• _Requisito_:
Responda a estas perguntas sobre o texto acerca da procrastinação:
1. A que três coisas associamos muitas vezes o que adiamos sem motivo aparente?
2. Em que área a procrastinação foi amplamente estudada?
3. Que tarefa serve de exemplo ao súbito impulso que surge em vez de responder a um email?

• _Texto fornecido_:
--------

Certamente já deu por si a adiar tarefas do dia-a-dia – o cesto cheio de roupa para lavar, o email ao qual ainda não deu resposta, ir com o carro à inspeção ou até mesmo começar a cumprir um objetivo que tinha definido para a sua vida. Por vezes adiamos tarefas com base numa gestão de tempo que julgamos ser acertada – definimos prioridades e, perante um cenário no qual não conseguimos lidar com tudo, tomamos a decisão de deixar algo para trás. Mas nem sempre o adiamento de tarefas se prende com uma tentativa de boa gestão dos nossos recursos. Existem coisas que adiamos, sem motivo aparente, e que associamos muitas vezes a falta de tempo, cansaço ou até mesmo preguiça. Serão todos os adiamentos iguais?
A procrastinação é um comportamento autorregulatório disfuncional, amplamente estudado na Psicologia, e que se caracteriza por um adiamento de tarefas ou decisões – mesmo quando estamos conscientes das implicações negativas que esse adiamento pode trazer. Alguns autores referem-na como um atraso intencional, mas contraproducente, de uma tarefa ou decisão. Paradoxalmente, este comportamento tende a manifestar-se quando existe de facto uma intenção ou desejo de cumprir a tarefa ou tomada de decisão, mas sentimos que existe algo que nos trava. É comum em casos de procrastinação a pessoa sentir-se compelida a adiar a tarefa sobre a qual procrastina em detrimento de outras (usualmente não tão prioritárias), mas menos impactantes do ponto de vista emocional – por exemplo, o súbito impulso de ir organizar a gaveta das meias em vez de dar resposta ao email que acabou de entrar na sua caixa de correio eletrónica. Afinal, a gaveta precisa de estar organizada e isso até pode poupar-lhe tempo a preparar-se de manhã, sendo por isso necessário dar-lhe atenção, certo? Esta falsa sensação de controlo que procuramos ao cumprir outras tarefas (também importantes) mas não tão prioritárias, alimenta este ciclo em que acabamos por cair – não fazemos o que gostaríamos de ter feito, criamos a falsa sensação de controlo fabricada pelo súbito cumprimento de outra tarefa, e vamos adiando cada vez mais a tarefa inicial.

--------

• _Dados fornecidos_:
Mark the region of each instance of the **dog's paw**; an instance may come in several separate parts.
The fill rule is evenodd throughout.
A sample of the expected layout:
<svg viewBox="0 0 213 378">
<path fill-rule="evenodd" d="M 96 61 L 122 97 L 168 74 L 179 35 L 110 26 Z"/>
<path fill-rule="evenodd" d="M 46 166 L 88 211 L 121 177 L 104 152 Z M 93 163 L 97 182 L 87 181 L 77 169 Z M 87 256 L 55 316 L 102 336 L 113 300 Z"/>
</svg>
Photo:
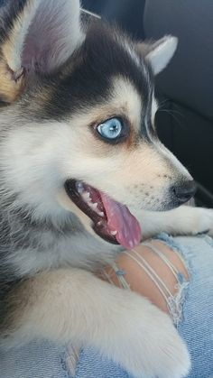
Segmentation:
<svg viewBox="0 0 213 378">
<path fill-rule="evenodd" d="M 185 377 L 190 359 L 184 342 L 169 316 L 148 304 L 145 322 L 144 313 L 141 321 L 140 317 L 127 319 L 114 358 L 136 378 Z"/>
</svg>

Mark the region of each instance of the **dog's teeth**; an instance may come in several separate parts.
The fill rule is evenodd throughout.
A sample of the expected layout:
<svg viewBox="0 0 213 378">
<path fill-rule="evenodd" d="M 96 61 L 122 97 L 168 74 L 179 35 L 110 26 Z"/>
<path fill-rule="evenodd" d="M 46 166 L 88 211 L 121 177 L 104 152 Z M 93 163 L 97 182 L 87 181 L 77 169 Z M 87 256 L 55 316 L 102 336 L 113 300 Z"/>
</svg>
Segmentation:
<svg viewBox="0 0 213 378">
<path fill-rule="evenodd" d="M 93 208 L 93 210 L 97 210 L 97 203 L 96 202 L 96 203 L 90 203 L 89 204 L 89 206 L 90 206 L 90 207 L 92 207 Z"/>
</svg>

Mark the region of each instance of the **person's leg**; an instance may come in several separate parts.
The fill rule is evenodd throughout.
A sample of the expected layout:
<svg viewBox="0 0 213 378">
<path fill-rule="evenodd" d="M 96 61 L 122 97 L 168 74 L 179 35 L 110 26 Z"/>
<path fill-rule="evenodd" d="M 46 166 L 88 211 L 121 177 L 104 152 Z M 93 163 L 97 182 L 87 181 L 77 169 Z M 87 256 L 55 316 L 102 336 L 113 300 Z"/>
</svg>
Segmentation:
<svg viewBox="0 0 213 378">
<path fill-rule="evenodd" d="M 107 279 L 118 286 L 131 286 L 171 314 L 191 355 L 192 369 L 188 378 L 213 377 L 212 239 L 167 235 L 162 235 L 161 239 L 163 244 L 151 243 L 151 247 L 157 248 L 155 252 L 149 245 L 136 249 L 139 256 L 135 252 L 120 255 L 113 269 L 106 270 Z M 165 287 L 159 284 L 161 281 Z M 162 287 L 164 290 L 161 290 Z M 85 349 L 80 355 L 76 378 L 91 376 L 129 377 L 122 368 L 99 356 L 96 351 Z"/>
</svg>

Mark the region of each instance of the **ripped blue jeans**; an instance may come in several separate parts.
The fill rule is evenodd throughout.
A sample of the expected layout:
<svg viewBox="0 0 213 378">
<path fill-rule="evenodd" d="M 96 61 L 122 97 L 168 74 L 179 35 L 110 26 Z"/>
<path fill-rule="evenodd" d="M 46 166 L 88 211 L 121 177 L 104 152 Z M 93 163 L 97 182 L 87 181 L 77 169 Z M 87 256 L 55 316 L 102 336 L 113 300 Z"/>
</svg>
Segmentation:
<svg viewBox="0 0 213 378">
<path fill-rule="evenodd" d="M 180 288 L 178 297 L 167 295 L 171 316 L 191 355 L 192 368 L 188 378 L 213 378 L 212 239 L 205 235 L 166 235 L 158 239 L 182 256 L 190 276 L 187 281 L 174 271 Z M 119 274 L 122 276 L 121 272 Z M 70 353 L 69 346 L 46 341 L 33 342 L 10 353 L 0 351 L 0 378 L 131 378 L 121 367 L 91 348 L 80 352 L 75 373 L 72 358 L 73 350 Z"/>
</svg>

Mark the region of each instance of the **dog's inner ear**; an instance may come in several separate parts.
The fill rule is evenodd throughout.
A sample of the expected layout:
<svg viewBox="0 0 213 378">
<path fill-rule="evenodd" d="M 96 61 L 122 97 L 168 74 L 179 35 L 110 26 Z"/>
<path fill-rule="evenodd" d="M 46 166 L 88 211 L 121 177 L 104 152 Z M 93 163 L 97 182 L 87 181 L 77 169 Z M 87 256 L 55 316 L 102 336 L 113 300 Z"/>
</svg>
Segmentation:
<svg viewBox="0 0 213 378">
<path fill-rule="evenodd" d="M 5 83 L 0 97 L 8 102 L 22 91 L 24 77 L 59 69 L 83 41 L 79 0 L 13 0 L 0 18 L 5 24 L 0 36 Z"/>
<path fill-rule="evenodd" d="M 170 62 L 177 49 L 178 39 L 166 35 L 153 43 L 137 43 L 137 51 L 141 51 L 149 61 L 153 74 L 157 75 Z"/>
</svg>

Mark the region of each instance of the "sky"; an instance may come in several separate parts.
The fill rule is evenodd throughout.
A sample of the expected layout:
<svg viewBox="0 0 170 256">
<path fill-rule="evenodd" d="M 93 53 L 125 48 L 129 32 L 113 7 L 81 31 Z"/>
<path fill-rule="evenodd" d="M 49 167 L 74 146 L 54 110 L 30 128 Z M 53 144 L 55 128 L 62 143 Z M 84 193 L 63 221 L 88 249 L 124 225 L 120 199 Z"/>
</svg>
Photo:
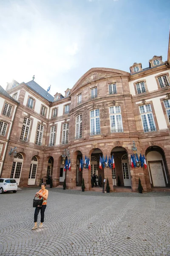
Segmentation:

--------

• _Resolução_:
1. Falta de tempo, cansaço ou até mesmo preguiça.
2. Na Psicologia.
3. Ir organizar a gaveta das meias.